Data items:
━━━

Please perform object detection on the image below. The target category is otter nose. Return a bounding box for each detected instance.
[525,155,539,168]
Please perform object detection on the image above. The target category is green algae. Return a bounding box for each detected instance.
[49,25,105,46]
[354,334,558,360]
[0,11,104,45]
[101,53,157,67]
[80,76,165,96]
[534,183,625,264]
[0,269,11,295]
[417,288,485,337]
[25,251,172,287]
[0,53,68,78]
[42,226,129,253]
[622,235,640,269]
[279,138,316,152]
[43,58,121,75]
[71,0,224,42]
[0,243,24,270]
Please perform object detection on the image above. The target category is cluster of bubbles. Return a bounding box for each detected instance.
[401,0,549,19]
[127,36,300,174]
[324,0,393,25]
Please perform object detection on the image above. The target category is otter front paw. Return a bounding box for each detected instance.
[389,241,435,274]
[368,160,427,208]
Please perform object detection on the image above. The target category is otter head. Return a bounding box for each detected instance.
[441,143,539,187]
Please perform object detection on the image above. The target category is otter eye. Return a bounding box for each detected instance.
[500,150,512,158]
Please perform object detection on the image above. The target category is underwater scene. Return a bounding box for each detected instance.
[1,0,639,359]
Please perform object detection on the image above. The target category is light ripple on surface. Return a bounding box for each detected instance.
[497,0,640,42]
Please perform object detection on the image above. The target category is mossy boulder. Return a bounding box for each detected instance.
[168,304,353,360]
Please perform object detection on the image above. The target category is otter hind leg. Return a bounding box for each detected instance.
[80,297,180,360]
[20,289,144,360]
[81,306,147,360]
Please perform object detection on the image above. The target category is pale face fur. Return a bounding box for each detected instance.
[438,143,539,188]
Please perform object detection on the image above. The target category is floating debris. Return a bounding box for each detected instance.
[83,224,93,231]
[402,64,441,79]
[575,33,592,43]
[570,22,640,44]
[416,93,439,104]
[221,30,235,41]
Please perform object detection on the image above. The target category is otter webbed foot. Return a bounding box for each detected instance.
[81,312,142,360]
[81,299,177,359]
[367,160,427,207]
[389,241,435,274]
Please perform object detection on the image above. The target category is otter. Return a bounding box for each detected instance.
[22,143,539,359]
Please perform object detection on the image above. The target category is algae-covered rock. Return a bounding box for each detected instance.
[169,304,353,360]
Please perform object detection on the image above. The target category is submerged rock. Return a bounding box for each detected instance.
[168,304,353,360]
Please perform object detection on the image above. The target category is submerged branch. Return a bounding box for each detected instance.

━━━

_EXERCISE:_
The response should consist of all the entries, reproduced word for word.

_ANSWER TO THIS PROBLEM:_
Please perform object detection on the image below. The target category is otter nose. Return a bounding box for each detected instance.
[525,155,539,168]
Please perform object detection on the image above. The target category is green algae. Return a bounding box for each detected instance.
[49,25,105,46]
[354,334,558,360]
[0,11,104,45]
[101,53,157,67]
[80,76,165,96]
[534,183,625,264]
[0,269,11,295]
[417,288,485,337]
[25,251,172,287]
[0,53,68,78]
[42,226,129,253]
[622,235,640,269]
[279,138,316,152]
[43,58,121,75]
[71,0,224,42]
[0,243,24,270]
Please perform object detection on the image above. The target category is cluster of bubbles. Return a bounding box for each detected instance.
[401,0,549,19]
[127,36,300,174]
[324,0,393,25]
Please perform object detection on the image above. The target category is otter front paw. Return a bounding box for each detected instance.
[389,241,435,274]
[368,160,427,208]
Please perform object detection on the image above. The target category is otter head. Return a bounding box for each detected instance.
[441,143,539,187]
Please perform object detection on the image above. The target category is otter eye. Return a bounding box for each detected instance.
[500,150,512,158]
Please perform object detection on the image above. The target category is underwater scene. Return a bounding box for each detected instance.
[1,0,639,359]
Please perform object detection on the image above. The target category is light ripple on surface. Return a bounding box for each detected instance.
[497,0,640,42]
Please perform object detection on the image above. The target category is mossy boulder. Return a bounding box for each detected instance.
[168,304,353,360]
Please perform object detection on the image above. The target category is otter hind leg. Return a bounding box for each detected instance.
[80,297,180,360]
[20,289,144,360]
[81,306,147,360]
Please perform object detection on the image above. The target category is pale face fur. Return a bounding box for each detected instance.
[438,143,539,188]
Please perform object detection on the image above. The target category is floating debris. Return a bounding box for each detected instance.
[83,224,93,231]
[402,64,441,79]
[575,33,592,43]
[570,22,640,44]
[416,93,439,104]
[221,30,235,41]
Please perform object detection on the image above. The target category is otter webbed foot. Return a bounding box for each detected instance.
[81,312,142,360]
[81,299,177,359]
[367,160,427,207]
[389,241,435,274]
Please perform object detection on the image above. The target category is otter. Return a bounding box for each detected instance.
[22,143,539,359]
Please perform object detection on the image above. The target category is algae-covered rock. Return a bounding box for each detected instance.
[169,304,353,360]
Please perform object detection on the image above. The target category is submerged rock. Return a bounding box for each detected instance.
[168,304,353,360]
Please perform object detection on the image above. The target category is submerged branch. Return a bounding box for each detected instance.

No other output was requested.